-------- SOURCE PASSAGE

Trafficking of Presynaptic PMCA Signaling Complexes in Mouse Photoreceptors Requires Cav1.4 α1 Subunits

  • Wei Xing
  • Abram Akopian
  • David KrižajEmail author
Conference paper
Part of the Advances in Experimental Medicine and Biology book series (AEMB, volume 723)


The pore-forming Cav1.4 α1 subunit of the L-type Ca2+ channel plays a critical role in voltage-dependent Ca2+ influx and transmitter release at mammalian photoreceptor and bipolar synapses. Here we ask whether loss of Cav1.4 protein in the nob2 (“no b-wave”) Cacna1f mutation affects expression and localization of Ca2+ extrusion machinery at retinal ribbon synapses. Analysis of PMCA1, PMCA2, and pan-PMCA immunoreactivity in nob2 retinas showed pronounced mislocalization of presynaptic proteins in rod photoreceptors but not in bipolar neurons. PMCA1 transporters were displaced into juxtanuclear pockets across the outer nuclear layer (ONL) whereas little change was observed in localization of the high affinity Ca2+ extruder PMCA2. Our results therefore implicate Cav1.4 subunits in proper development and trafficking of signaling complexes to the photoreceptor synapse.

----------------
-------- INFORMATION

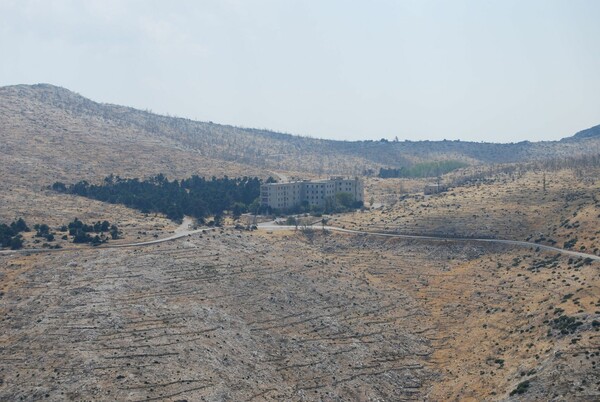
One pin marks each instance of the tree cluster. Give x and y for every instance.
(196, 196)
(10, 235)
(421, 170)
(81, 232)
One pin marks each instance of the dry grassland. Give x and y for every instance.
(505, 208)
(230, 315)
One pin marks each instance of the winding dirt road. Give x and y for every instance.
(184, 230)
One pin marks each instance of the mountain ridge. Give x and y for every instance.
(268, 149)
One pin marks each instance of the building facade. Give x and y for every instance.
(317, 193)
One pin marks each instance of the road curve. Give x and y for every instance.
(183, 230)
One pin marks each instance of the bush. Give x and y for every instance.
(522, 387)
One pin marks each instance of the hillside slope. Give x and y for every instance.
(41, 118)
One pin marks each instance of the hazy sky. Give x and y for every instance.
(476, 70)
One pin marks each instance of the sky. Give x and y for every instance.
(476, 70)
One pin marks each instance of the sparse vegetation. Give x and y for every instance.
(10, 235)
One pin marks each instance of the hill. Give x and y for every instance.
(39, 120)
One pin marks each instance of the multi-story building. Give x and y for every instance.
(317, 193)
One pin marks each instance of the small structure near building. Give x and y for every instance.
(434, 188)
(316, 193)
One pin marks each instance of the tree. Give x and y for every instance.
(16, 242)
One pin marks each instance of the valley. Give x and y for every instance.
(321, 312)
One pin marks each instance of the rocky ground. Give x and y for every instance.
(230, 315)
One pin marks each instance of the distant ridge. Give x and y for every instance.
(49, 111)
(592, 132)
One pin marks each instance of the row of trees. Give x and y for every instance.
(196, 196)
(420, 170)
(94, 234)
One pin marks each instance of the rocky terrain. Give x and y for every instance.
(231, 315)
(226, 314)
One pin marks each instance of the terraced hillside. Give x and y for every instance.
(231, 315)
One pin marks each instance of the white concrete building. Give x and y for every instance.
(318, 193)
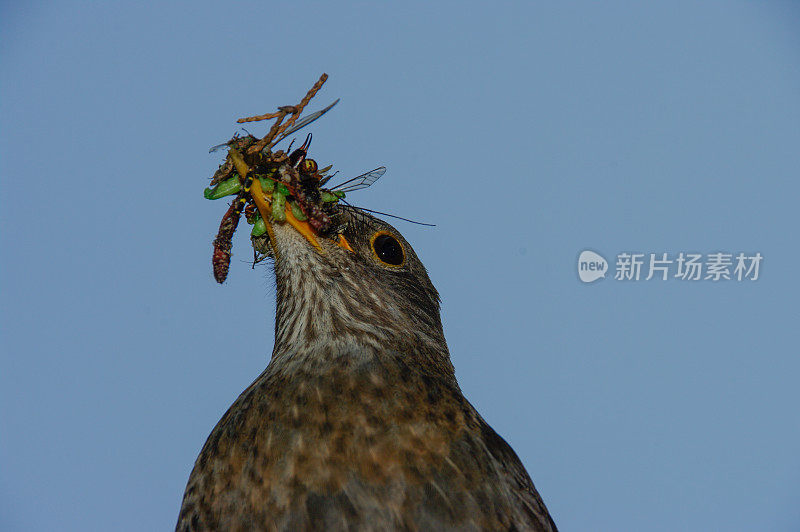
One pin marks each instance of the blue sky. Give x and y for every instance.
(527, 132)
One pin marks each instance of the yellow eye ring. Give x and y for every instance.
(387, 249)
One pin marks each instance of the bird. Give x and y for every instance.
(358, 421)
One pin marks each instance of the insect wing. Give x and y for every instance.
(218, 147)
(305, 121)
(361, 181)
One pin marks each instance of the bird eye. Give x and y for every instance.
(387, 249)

----------------
-------- INFORMATION

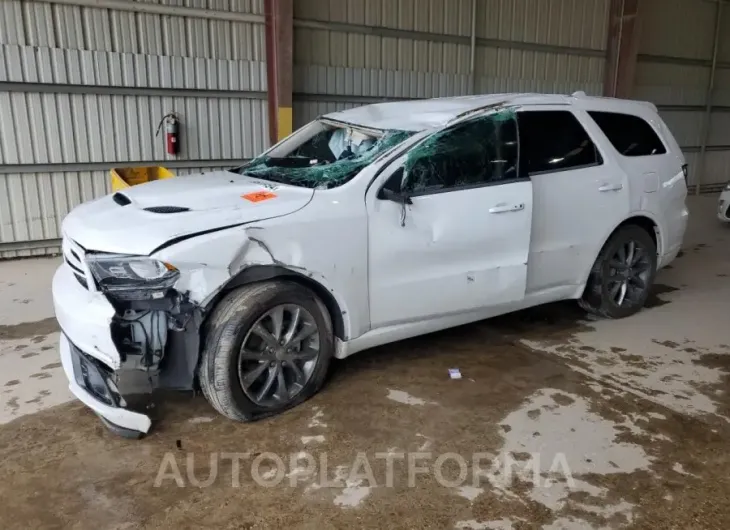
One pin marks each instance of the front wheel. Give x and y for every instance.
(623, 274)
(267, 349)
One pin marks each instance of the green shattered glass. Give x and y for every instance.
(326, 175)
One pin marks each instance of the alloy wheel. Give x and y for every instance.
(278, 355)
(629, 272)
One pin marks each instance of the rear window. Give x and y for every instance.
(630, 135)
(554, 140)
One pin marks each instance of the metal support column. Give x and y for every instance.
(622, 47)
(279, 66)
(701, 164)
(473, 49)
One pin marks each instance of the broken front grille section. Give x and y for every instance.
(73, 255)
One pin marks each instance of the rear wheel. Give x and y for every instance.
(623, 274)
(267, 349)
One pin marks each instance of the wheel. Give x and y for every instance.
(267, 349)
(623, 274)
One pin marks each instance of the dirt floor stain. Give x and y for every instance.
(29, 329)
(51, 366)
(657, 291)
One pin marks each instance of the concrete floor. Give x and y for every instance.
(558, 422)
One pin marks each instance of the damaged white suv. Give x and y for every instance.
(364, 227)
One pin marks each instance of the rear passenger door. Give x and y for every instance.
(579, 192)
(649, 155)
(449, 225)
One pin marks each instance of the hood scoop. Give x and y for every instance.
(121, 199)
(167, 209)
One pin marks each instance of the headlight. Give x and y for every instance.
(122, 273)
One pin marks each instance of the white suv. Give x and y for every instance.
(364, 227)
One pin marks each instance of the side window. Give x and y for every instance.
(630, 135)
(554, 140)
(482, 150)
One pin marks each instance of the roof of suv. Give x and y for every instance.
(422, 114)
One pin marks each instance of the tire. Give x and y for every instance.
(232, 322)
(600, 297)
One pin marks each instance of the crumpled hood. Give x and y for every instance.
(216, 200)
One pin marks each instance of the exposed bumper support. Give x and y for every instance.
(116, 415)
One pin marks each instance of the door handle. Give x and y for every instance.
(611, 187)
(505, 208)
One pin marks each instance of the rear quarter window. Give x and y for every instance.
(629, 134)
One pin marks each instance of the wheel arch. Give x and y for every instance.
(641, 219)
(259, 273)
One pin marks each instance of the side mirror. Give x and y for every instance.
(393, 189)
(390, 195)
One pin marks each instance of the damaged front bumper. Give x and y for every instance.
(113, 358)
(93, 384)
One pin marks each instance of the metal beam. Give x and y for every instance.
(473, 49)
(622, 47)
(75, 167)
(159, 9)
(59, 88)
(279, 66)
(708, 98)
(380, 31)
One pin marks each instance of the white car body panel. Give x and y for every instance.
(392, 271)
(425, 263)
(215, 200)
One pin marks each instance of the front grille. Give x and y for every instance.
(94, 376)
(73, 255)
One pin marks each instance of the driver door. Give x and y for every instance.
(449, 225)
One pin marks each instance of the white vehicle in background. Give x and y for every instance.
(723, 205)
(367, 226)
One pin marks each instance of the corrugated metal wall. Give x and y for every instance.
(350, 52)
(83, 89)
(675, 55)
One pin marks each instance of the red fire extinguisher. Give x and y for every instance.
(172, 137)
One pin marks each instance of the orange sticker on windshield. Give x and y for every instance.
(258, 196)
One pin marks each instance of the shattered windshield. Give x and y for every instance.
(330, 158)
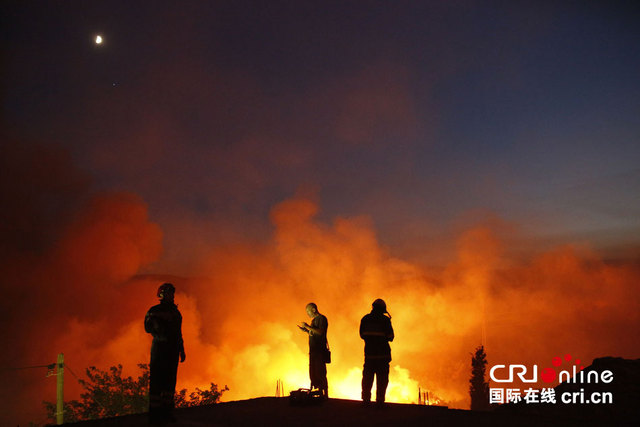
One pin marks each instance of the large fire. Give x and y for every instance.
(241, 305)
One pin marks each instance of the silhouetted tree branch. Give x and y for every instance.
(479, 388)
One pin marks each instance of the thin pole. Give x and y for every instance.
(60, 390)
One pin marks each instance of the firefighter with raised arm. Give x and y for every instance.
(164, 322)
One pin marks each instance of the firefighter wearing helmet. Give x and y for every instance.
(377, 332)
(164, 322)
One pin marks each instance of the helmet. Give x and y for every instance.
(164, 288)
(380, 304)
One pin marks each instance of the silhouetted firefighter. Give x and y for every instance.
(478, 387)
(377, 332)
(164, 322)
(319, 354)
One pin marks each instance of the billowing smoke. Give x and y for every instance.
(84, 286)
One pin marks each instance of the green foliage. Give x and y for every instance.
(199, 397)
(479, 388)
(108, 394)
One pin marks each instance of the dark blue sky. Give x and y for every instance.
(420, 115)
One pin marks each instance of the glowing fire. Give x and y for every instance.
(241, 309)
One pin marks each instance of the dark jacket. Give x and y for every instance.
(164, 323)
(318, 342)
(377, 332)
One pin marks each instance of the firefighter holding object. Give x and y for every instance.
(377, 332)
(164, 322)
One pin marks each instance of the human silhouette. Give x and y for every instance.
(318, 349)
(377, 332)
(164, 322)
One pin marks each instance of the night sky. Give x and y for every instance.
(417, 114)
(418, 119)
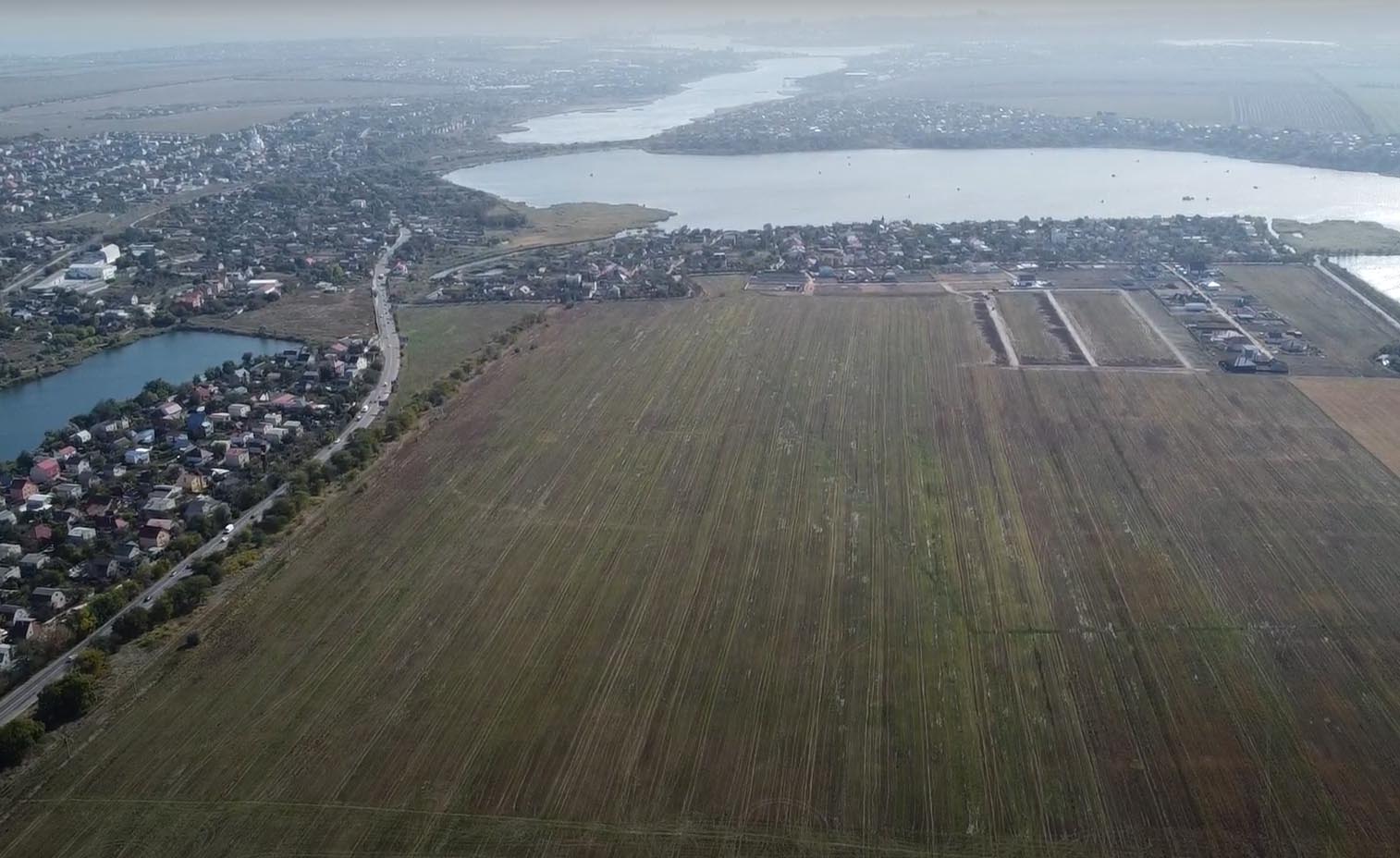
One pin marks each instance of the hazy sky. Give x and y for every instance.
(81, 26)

----------------
-------- INFORMATION

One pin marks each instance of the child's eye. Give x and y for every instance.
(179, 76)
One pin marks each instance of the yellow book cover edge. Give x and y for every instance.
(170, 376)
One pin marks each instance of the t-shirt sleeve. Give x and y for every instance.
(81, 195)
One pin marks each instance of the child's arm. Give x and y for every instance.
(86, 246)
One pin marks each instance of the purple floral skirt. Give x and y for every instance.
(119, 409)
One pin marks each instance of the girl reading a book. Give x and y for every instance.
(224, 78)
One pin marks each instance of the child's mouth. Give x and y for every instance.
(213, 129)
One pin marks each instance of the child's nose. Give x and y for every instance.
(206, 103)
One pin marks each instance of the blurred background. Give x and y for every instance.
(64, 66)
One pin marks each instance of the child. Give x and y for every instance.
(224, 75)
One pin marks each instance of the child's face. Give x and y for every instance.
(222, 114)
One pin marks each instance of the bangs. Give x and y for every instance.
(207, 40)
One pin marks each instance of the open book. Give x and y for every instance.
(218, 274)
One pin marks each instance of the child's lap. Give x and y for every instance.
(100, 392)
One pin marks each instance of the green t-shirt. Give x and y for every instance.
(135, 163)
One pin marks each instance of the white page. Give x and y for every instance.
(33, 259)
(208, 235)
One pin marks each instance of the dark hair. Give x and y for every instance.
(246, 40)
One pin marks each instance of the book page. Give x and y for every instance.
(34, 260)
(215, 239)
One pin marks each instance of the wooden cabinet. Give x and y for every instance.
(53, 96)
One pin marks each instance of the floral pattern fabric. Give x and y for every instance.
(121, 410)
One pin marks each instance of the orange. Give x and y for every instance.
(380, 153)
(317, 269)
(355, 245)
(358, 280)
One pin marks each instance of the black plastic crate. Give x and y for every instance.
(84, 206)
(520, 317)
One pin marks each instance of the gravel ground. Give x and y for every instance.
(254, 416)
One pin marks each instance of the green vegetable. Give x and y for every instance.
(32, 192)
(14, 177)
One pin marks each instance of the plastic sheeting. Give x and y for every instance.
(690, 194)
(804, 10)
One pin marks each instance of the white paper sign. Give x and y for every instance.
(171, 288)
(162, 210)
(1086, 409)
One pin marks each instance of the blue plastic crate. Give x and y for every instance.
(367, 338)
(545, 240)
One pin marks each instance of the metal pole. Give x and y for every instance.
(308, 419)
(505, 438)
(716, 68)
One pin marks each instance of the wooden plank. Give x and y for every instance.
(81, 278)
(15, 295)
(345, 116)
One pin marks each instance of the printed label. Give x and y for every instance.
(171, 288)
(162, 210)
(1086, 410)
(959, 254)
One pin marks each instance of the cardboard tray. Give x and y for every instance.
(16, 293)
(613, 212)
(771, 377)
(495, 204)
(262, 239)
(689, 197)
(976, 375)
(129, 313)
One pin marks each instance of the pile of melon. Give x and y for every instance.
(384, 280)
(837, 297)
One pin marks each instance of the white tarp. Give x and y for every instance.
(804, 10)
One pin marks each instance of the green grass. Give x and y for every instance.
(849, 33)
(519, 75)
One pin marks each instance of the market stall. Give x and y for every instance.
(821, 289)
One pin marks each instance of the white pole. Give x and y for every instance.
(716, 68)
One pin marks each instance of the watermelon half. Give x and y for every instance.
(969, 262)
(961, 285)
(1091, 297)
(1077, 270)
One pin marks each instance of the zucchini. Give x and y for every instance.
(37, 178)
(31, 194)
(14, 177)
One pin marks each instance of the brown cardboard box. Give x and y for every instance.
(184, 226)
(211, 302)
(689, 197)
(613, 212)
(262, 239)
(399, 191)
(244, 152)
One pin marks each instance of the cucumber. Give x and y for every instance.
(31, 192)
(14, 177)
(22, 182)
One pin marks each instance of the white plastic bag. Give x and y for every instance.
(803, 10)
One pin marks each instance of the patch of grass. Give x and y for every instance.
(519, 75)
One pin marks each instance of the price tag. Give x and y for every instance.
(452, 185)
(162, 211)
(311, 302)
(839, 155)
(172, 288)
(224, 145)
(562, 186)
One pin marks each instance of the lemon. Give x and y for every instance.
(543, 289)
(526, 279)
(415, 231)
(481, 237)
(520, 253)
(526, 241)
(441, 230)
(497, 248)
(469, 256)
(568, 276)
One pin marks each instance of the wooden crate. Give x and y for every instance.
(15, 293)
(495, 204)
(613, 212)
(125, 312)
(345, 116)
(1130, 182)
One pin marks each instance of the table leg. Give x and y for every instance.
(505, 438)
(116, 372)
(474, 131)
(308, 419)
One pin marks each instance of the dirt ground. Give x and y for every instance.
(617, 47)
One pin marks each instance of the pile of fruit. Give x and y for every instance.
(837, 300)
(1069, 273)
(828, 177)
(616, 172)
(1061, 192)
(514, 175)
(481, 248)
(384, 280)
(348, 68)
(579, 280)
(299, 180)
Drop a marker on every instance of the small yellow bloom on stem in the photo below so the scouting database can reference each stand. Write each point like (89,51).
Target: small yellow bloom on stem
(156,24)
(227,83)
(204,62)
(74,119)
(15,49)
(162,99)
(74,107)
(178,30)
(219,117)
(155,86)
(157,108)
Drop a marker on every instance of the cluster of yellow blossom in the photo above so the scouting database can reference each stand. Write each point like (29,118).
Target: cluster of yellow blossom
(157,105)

----------------

> _WHAT TO WORK ON_:
**A.** Answer these questions about the abstract on Cav1.4 subunits and PMCA trafficking in photoreceptors:
(i) What does the name of the nob2 mutation stand for, and which gene does it affect?
(ii) Where were PMCA1 transporters displaced in nob2 retinas?
(iii) Which PMCA isoform showed little change in localization, and how does the abstract describe it?
**B.** Pick up the abstract on Cav1.4 subunits and PMCA trafficking in photoreceptors after its last sentence, and keep writing it.

> _ANSWERS TO THE PROBLEMS_:
**A.**
(i) "No b-wave," a mutation in the Cacna1f gene.
(ii) Into juxtanuclear pockets across the outer nuclear layer (ONL).
(iii) PMCA2, which the abstract describes as the high affinity Ca2+ extruder.

**B.**
Calcium extrusion Nob2 Photoreceptor Cacna1f Voltage-operated PMCA PMCA1 Ribbon synapse Retina 



The work was supported by The National Institutes of Health (EY13870, P30EY014800, EY 12497), The Foundation Fighting Blindness, and the Moran TIGER award. The research was also supported by an unrestricted award from Research to Prevent Blindness to the Moran Eye Institute at the University of Utah.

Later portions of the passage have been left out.